* [GIVEN PROBLEM]:
Find every line in the listing below that contains the string "hill", treating uppercase and lowercase as distinct, and copy each such line.

* [MATERIAL TO PROCESS]:
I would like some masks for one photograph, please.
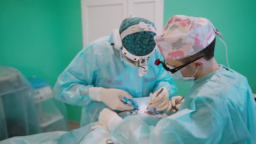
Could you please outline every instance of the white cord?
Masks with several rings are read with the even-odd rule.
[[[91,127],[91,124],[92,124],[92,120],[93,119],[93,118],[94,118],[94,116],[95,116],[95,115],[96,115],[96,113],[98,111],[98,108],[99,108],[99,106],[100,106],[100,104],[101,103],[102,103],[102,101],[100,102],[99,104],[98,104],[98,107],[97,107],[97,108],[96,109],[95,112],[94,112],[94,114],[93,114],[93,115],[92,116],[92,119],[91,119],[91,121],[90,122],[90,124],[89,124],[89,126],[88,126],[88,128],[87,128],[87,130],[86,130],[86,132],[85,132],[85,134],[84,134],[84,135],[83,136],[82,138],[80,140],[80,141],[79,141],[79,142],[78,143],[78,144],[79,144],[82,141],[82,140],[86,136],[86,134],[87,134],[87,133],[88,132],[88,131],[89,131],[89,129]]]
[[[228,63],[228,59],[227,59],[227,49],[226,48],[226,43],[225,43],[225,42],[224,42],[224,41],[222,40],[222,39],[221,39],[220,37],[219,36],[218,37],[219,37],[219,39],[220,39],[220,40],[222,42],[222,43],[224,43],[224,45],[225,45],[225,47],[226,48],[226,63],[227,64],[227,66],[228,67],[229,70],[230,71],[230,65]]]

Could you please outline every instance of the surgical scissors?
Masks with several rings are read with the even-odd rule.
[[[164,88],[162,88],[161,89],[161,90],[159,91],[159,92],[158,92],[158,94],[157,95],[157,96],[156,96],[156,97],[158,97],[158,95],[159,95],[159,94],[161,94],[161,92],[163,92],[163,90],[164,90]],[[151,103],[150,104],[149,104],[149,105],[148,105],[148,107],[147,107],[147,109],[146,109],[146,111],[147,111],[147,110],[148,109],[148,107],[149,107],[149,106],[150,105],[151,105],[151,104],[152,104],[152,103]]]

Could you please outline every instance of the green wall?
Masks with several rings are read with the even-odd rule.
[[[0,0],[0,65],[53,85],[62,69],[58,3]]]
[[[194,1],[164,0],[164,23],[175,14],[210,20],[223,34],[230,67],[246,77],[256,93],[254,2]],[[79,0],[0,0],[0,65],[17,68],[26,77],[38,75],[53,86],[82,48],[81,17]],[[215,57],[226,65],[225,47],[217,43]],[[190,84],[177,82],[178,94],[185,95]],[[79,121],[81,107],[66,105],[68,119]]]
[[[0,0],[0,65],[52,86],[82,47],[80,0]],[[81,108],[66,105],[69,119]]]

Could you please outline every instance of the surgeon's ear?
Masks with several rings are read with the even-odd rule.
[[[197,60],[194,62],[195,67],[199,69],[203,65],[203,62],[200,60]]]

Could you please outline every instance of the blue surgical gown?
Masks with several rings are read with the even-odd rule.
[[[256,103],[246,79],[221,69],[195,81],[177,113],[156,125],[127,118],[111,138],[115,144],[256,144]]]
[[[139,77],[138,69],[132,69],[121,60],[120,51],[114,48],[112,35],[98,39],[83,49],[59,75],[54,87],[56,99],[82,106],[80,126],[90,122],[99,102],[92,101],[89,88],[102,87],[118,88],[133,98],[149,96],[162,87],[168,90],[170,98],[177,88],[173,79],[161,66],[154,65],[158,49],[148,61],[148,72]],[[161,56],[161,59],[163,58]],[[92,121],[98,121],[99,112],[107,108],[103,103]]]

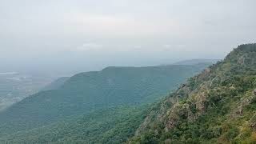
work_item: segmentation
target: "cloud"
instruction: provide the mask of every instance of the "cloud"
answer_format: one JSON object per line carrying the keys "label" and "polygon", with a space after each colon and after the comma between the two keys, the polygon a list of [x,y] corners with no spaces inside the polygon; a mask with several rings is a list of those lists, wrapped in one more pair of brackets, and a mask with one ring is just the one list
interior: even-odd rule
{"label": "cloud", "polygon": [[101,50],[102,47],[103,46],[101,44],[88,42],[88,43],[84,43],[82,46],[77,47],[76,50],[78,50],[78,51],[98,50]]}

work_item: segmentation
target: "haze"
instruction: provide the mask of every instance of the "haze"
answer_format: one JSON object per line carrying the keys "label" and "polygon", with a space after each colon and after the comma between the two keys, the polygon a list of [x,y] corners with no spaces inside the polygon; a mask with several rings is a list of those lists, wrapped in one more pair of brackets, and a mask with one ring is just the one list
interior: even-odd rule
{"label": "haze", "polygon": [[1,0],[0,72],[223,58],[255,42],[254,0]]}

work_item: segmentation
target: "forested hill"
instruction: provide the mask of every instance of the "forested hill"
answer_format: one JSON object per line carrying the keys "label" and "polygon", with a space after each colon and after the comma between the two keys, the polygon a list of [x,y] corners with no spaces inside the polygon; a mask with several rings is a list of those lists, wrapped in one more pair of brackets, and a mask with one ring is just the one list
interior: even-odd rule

* [EXERCISE SOLUTION]:
target: "forested hill"
instruction: provide the mask of every instance of the "forested hill"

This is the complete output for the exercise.